* THE REQUEST:
Please count how many lines in the items below contain the word "vine". Give only the number.

Collected data

══════

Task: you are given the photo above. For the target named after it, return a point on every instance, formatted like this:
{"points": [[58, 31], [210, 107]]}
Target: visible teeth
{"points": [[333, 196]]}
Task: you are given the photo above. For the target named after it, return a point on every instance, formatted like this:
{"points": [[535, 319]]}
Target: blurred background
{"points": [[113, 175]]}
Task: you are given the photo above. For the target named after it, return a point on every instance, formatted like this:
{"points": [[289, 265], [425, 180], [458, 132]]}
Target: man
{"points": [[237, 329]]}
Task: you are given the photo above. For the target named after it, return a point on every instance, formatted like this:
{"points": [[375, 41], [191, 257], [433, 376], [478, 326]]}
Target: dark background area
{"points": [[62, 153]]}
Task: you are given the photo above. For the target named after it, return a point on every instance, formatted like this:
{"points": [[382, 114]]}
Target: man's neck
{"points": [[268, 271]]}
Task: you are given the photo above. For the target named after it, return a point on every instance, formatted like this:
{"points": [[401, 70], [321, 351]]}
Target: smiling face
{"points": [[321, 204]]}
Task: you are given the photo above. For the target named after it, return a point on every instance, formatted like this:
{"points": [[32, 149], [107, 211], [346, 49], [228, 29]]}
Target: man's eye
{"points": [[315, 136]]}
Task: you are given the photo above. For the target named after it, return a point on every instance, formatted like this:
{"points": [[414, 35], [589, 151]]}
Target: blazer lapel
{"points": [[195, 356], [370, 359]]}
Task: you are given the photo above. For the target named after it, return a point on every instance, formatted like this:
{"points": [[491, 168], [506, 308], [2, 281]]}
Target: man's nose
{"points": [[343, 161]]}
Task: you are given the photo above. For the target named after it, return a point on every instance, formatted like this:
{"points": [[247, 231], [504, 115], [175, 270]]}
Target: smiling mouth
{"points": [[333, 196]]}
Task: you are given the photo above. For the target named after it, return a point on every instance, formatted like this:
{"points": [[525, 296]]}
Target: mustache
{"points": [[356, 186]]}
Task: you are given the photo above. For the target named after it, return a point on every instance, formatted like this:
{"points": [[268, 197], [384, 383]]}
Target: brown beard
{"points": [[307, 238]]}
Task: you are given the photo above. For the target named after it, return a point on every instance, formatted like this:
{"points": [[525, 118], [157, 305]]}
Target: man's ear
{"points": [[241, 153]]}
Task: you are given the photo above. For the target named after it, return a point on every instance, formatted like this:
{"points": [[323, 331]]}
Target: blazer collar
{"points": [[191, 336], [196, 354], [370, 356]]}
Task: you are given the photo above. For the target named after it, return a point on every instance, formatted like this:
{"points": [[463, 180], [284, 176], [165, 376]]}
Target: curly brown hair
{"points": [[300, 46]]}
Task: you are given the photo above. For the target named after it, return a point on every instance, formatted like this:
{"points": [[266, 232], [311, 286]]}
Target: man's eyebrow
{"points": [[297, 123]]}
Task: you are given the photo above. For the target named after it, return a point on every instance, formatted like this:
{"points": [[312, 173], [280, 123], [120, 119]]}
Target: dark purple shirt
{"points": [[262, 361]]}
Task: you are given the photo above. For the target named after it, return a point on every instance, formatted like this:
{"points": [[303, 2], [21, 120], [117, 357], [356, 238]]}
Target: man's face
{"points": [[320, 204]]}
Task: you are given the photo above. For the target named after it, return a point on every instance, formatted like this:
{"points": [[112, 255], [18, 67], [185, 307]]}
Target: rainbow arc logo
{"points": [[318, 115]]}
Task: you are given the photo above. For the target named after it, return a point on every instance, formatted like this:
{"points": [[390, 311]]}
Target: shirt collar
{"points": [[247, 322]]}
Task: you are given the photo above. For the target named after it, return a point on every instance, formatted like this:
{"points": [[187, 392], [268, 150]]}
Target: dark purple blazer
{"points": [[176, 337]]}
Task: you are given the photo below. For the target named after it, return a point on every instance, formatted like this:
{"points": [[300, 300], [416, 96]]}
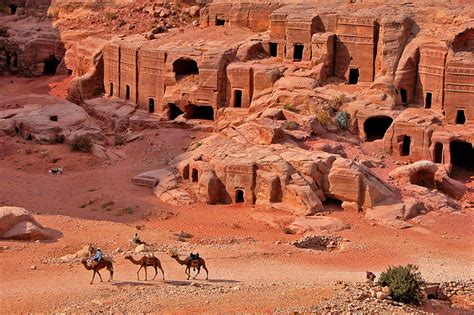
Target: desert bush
{"points": [[287, 230], [404, 281], [290, 108], [337, 102], [323, 117], [342, 120], [291, 125], [81, 143], [111, 15], [119, 140]]}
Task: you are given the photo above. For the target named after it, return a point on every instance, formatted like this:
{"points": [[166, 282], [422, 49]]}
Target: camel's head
{"points": [[173, 253]]}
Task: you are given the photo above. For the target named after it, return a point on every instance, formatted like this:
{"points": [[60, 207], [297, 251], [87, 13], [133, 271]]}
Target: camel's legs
{"points": [[93, 276], [99, 276], [138, 272], [159, 266], [156, 272], [207, 272], [111, 270], [199, 270]]}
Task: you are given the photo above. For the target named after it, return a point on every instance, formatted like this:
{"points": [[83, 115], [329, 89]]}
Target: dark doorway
{"points": [[9, 59], [184, 67], [194, 175], [13, 8], [151, 105], [404, 96], [462, 154], [199, 112], [375, 127], [353, 76], [239, 196], [273, 49], [237, 98], [220, 21], [174, 111], [127, 92], [298, 52], [428, 99], [14, 61], [405, 146], [50, 65], [423, 178], [460, 117], [438, 153]]}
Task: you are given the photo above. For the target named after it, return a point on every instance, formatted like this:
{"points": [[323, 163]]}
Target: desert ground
{"points": [[252, 266]]}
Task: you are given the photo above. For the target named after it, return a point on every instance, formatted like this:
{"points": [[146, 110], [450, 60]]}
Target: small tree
{"points": [[323, 117], [81, 143], [337, 102], [404, 281], [342, 120]]}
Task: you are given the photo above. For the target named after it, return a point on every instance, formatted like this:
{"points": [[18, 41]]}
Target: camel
{"points": [[195, 263], [103, 263], [147, 261]]}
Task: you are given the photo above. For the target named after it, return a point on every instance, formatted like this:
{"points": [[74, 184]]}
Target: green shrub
{"points": [[404, 281], [337, 102], [291, 125], [119, 140], [287, 230], [81, 143], [111, 15], [323, 117], [342, 120], [290, 108]]}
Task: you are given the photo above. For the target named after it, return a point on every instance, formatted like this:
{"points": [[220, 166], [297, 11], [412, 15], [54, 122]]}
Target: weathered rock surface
{"points": [[419, 173], [47, 119], [18, 223], [317, 224]]}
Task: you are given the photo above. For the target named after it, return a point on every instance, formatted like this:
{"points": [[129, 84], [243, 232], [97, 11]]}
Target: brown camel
{"points": [[147, 261], [103, 263], [195, 264]]}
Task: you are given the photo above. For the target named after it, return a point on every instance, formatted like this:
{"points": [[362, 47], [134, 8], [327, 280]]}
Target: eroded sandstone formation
{"points": [[268, 76]]}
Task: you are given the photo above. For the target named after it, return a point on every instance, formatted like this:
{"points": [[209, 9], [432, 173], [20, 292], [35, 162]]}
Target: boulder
{"points": [[18, 223], [150, 178], [318, 224], [47, 119], [251, 50], [420, 173]]}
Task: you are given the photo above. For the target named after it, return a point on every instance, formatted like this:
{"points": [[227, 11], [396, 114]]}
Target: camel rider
{"points": [[98, 256], [136, 239]]}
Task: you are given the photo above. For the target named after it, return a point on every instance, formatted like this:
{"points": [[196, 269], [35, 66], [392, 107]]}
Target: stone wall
{"points": [[151, 71], [430, 86], [129, 73], [356, 47], [459, 92]]}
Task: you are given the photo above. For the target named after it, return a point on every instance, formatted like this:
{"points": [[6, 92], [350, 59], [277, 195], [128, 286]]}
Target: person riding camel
{"points": [[98, 256], [136, 239], [193, 256]]}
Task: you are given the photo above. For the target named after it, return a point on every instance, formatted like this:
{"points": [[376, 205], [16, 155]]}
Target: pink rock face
{"points": [[18, 223], [319, 224], [46, 119]]}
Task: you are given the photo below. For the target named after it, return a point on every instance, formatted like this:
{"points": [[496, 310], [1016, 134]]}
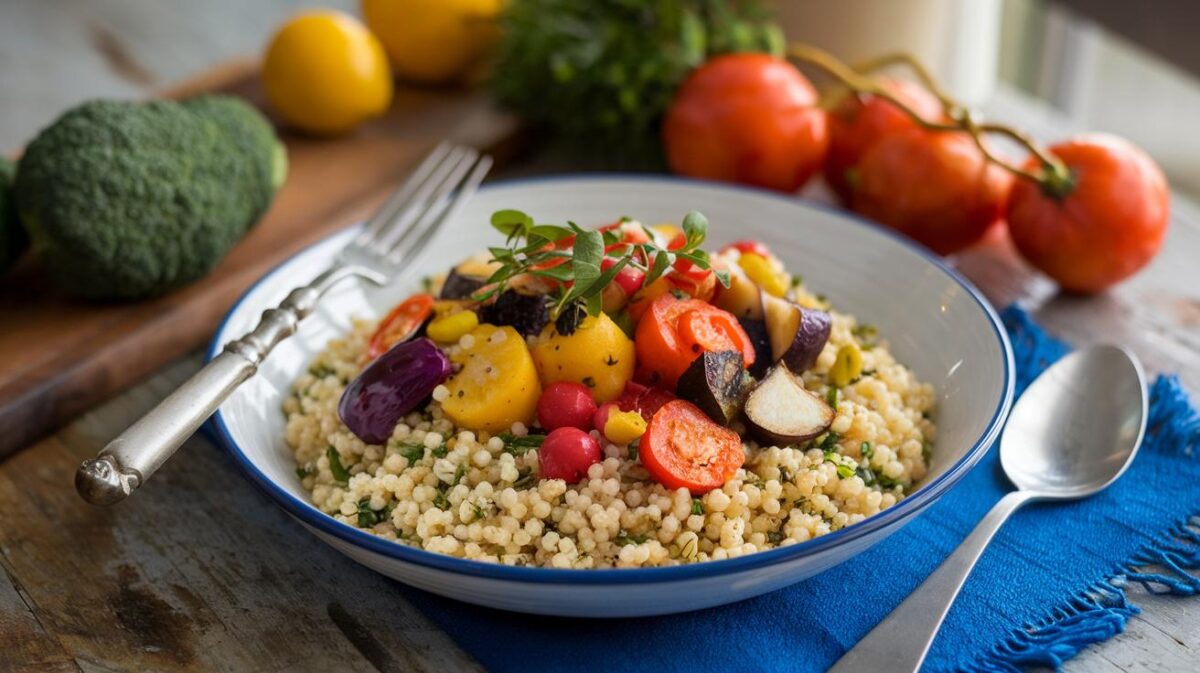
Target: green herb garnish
{"points": [[367, 517], [341, 474], [531, 248], [627, 539], [412, 451]]}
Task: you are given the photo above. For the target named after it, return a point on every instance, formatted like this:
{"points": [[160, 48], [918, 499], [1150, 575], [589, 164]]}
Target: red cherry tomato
{"points": [[861, 119], [684, 449], [936, 187], [747, 118], [565, 404], [672, 332], [1103, 226], [400, 324], [567, 454], [745, 246]]}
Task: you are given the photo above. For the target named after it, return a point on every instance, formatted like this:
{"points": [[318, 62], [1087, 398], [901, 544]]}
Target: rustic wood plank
{"points": [[64, 355], [199, 572]]}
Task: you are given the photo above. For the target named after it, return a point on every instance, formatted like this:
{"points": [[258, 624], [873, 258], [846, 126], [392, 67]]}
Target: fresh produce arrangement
{"points": [[127, 199], [609, 397], [1089, 212]]}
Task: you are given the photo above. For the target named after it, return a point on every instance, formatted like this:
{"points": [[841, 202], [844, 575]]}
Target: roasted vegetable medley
{"points": [[609, 397]]}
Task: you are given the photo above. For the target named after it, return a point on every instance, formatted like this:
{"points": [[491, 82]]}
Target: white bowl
{"points": [[935, 322]]}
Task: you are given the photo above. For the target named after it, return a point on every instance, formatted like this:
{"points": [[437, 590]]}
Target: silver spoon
{"points": [[1072, 433]]}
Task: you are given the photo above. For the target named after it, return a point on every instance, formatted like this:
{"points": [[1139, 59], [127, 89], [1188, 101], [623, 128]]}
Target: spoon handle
{"points": [[901, 641]]}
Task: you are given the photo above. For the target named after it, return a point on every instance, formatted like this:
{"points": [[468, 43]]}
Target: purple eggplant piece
{"points": [[757, 332], [389, 388], [810, 338]]}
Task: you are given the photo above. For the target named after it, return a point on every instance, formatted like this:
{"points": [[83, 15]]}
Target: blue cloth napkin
{"points": [[1050, 583]]}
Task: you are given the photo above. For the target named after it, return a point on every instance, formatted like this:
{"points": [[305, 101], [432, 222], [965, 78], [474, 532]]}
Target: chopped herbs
{"points": [[322, 371], [828, 442], [521, 445], [341, 474], [525, 479], [627, 539], [832, 396]]}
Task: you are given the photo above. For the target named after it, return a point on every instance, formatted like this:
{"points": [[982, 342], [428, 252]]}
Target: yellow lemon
{"points": [[433, 41], [325, 73]]}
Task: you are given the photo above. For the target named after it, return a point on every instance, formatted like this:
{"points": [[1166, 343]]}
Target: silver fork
{"points": [[397, 232]]}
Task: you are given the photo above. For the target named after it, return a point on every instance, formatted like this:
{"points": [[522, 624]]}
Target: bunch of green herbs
{"points": [[599, 74]]}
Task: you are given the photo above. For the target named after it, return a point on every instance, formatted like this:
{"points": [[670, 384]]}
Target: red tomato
{"points": [[565, 404], [684, 449], [861, 119], [747, 118], [675, 331], [1103, 226], [935, 187], [567, 454], [401, 323]]}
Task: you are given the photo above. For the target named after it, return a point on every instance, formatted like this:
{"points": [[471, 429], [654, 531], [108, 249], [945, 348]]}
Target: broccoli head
{"points": [[131, 199], [12, 235]]}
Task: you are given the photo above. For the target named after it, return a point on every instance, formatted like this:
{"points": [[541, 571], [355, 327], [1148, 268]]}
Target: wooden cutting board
{"points": [[60, 356]]}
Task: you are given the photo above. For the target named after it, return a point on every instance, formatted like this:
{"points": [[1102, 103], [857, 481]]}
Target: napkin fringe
{"points": [[1162, 566]]}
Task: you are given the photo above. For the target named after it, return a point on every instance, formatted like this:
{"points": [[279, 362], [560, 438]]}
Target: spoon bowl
{"points": [[1072, 433], [1078, 426]]}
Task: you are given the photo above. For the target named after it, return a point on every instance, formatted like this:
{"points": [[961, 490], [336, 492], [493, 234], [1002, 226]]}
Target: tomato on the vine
{"points": [[935, 187], [1098, 226], [858, 120], [747, 118]]}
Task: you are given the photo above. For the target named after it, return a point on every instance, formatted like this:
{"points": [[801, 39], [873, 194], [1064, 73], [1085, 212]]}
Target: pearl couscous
{"points": [[477, 494]]}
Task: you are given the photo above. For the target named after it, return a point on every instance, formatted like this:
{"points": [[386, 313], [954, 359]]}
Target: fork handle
{"points": [[129, 461]]}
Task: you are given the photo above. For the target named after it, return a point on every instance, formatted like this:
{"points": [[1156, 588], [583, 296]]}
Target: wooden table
{"points": [[202, 571]]}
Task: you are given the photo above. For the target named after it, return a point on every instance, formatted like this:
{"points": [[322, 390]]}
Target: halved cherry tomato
{"points": [[402, 323], [667, 342], [714, 330], [684, 449], [745, 246]]}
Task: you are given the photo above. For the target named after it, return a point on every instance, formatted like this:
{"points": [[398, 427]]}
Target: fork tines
{"points": [[406, 222]]}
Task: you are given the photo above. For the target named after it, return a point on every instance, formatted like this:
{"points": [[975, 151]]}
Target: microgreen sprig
{"points": [[538, 250]]}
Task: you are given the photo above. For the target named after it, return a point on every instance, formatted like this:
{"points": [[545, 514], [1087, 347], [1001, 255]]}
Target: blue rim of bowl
{"points": [[910, 506]]}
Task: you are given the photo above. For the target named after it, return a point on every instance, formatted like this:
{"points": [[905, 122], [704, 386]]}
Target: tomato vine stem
{"points": [[960, 119]]}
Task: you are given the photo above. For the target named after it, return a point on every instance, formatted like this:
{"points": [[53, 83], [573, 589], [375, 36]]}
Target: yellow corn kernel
{"points": [[762, 274], [847, 366], [451, 328], [623, 427]]}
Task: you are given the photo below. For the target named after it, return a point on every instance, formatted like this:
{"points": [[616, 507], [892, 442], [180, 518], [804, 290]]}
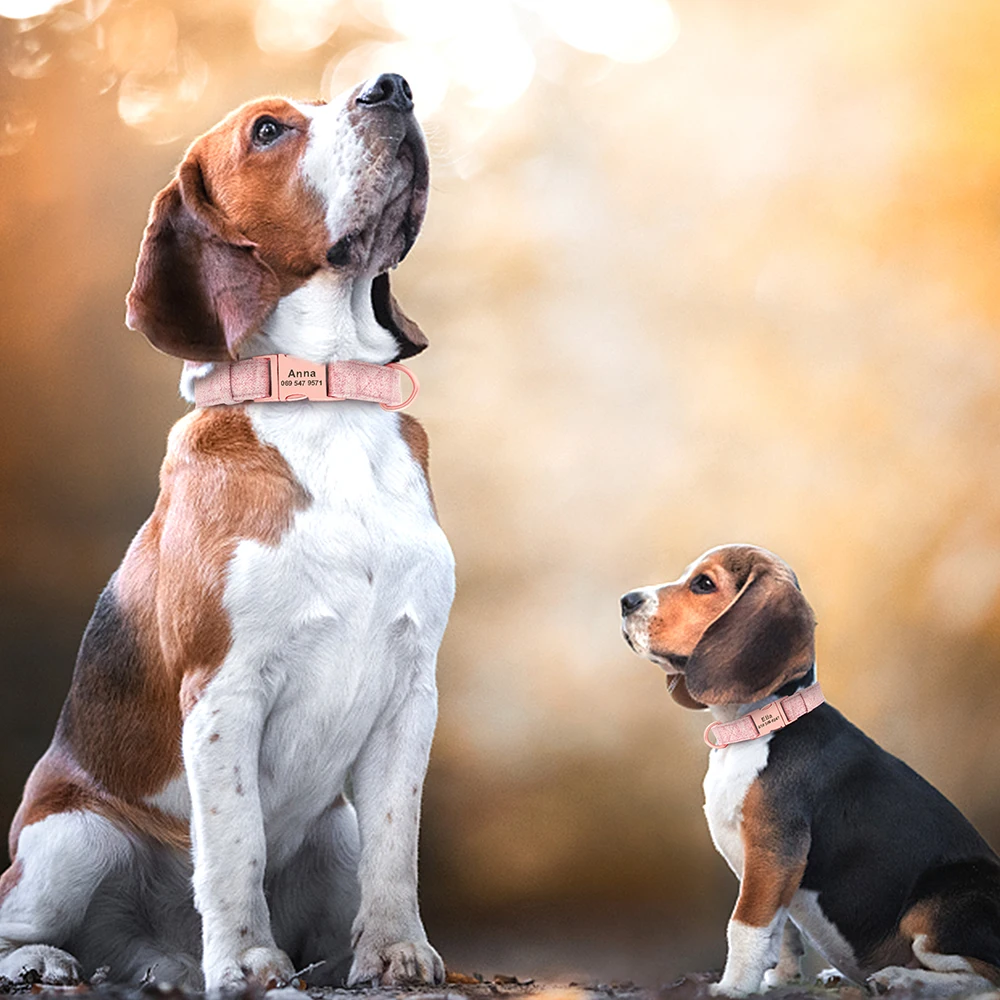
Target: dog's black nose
{"points": [[389, 89], [631, 601]]}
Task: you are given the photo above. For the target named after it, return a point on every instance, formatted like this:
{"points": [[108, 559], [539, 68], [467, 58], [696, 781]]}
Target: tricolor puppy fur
{"points": [[828, 834], [273, 628]]}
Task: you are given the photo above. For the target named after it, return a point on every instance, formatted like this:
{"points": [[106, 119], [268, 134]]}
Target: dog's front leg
{"points": [[771, 876], [390, 945], [221, 745]]}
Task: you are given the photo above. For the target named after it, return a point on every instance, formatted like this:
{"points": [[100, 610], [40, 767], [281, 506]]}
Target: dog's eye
{"points": [[266, 130]]}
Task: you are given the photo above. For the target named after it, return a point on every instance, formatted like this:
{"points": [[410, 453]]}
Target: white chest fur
{"points": [[336, 623], [731, 772]]}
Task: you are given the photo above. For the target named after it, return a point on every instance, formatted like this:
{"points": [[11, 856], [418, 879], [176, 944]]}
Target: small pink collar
{"points": [[280, 378], [774, 715]]}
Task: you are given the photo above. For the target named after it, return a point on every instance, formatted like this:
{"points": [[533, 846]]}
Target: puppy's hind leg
{"points": [[61, 861], [789, 967]]}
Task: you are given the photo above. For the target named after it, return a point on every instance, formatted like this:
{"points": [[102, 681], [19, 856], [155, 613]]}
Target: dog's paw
{"points": [[889, 978], [724, 990], [41, 963], [831, 978], [396, 963], [773, 978], [264, 966]]}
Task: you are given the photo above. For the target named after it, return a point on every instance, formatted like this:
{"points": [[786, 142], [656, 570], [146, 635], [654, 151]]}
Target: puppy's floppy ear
{"points": [[200, 286], [408, 335], [760, 642]]}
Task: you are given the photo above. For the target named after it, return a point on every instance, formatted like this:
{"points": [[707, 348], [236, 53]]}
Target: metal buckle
{"points": [[415, 387]]}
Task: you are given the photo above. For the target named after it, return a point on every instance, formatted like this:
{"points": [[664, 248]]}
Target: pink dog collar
{"points": [[774, 715], [279, 378]]}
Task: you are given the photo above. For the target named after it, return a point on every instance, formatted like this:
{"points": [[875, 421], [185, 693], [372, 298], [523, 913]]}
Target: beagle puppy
{"points": [[233, 789], [827, 833]]}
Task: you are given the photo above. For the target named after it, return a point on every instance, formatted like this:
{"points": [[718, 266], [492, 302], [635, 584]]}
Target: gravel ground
{"points": [[461, 987]]}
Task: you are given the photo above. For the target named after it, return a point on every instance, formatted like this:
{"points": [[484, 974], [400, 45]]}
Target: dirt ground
{"points": [[463, 987]]}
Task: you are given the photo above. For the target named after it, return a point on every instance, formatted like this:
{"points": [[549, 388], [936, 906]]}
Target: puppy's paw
{"points": [[773, 978], [41, 963], [725, 990], [264, 966], [396, 963]]}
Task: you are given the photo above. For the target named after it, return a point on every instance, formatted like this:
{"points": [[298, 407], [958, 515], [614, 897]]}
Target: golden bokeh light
{"points": [[692, 273]]}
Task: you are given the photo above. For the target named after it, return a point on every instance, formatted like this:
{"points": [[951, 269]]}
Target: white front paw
{"points": [[723, 989], [264, 966], [893, 977], [397, 962], [41, 963], [830, 977]]}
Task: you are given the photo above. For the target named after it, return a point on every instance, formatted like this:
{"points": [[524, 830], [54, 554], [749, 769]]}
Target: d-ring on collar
{"points": [[774, 715]]}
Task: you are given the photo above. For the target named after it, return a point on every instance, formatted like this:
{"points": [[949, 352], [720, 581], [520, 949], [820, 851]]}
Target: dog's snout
{"points": [[632, 600], [388, 90]]}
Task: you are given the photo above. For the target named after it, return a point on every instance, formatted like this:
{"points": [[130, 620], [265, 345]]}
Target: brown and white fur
{"points": [[270, 638], [828, 834]]}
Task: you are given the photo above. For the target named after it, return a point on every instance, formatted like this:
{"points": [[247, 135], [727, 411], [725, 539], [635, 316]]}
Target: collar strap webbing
{"points": [[280, 378], [774, 715]]}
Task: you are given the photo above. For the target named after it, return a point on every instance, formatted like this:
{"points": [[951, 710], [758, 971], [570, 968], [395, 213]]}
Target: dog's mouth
{"points": [[388, 236], [397, 227]]}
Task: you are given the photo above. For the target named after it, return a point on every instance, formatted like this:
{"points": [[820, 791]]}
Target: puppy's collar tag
{"points": [[774, 715], [281, 378]]}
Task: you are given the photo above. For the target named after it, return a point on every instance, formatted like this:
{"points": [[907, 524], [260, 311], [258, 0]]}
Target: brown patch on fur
{"points": [[923, 918], [9, 880], [984, 969], [919, 919], [774, 860], [261, 192], [236, 229], [192, 686], [160, 631], [415, 437], [57, 785], [745, 638]]}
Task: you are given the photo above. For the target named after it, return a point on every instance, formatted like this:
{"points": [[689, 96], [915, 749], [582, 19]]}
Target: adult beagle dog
{"points": [[269, 640], [827, 832]]}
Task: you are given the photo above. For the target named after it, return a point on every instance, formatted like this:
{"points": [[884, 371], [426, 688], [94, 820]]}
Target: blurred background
{"points": [[694, 272]]}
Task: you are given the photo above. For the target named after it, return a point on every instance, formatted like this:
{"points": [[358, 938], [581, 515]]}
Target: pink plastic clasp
{"points": [[413, 393], [295, 378]]}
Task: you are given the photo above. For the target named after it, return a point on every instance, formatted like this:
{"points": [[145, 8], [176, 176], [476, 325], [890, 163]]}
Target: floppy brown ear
{"points": [[408, 335], [760, 642], [200, 286], [677, 686]]}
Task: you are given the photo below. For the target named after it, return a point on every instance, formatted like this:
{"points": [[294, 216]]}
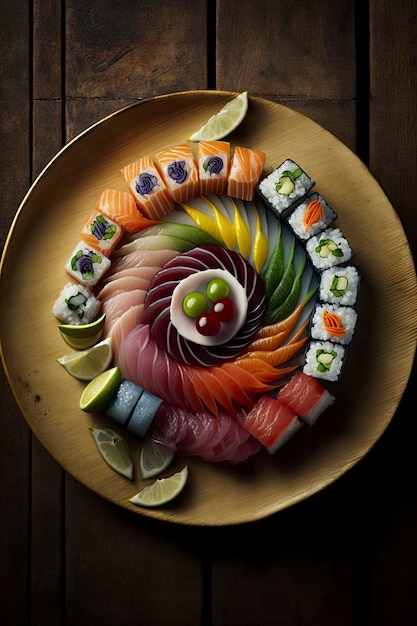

══════

* COMPLETED EXERCISE:
2